* Begin Extracted records *

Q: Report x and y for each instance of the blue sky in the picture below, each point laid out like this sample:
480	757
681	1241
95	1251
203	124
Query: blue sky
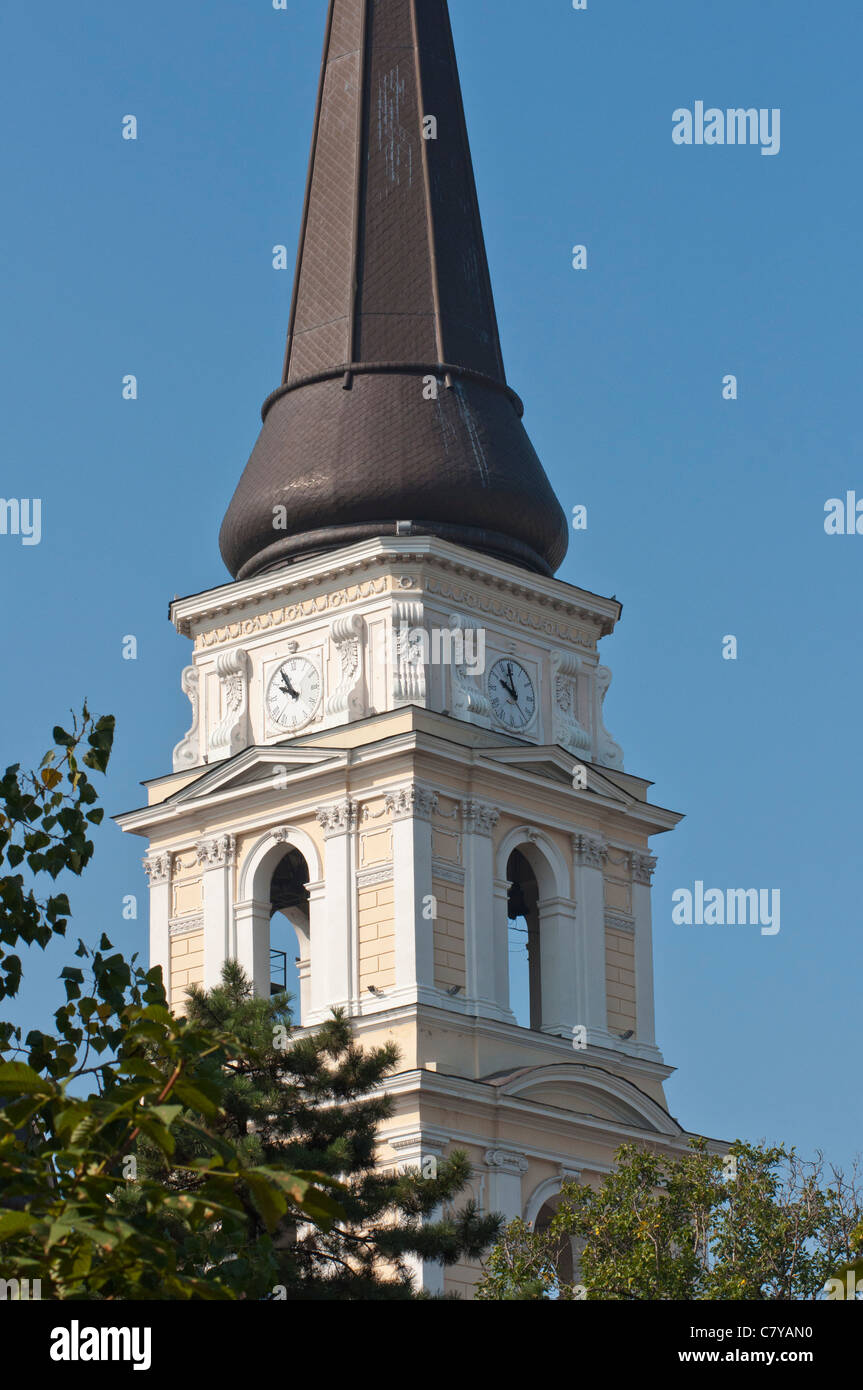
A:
705	516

* End Extracted records *

### Exercise details
Format every line of the records above as a Markdown table with the columns "Row" and "Content," numbering each line and skipping blank lines. Leave the pictures out of the answer.

### Complete response
| Row | Content |
|---|---|
| 1 | Q: Report x and y for each instance of the blue sky in the picture below, each point laid out like this sample: |
| 2 | 480	757 |
| 3 | 681	1241 |
| 4 | 95	1251 |
| 5 | 203	124 |
| 6 | Query: blue sky |
| 7 | A: |
| 8 | 705	516 |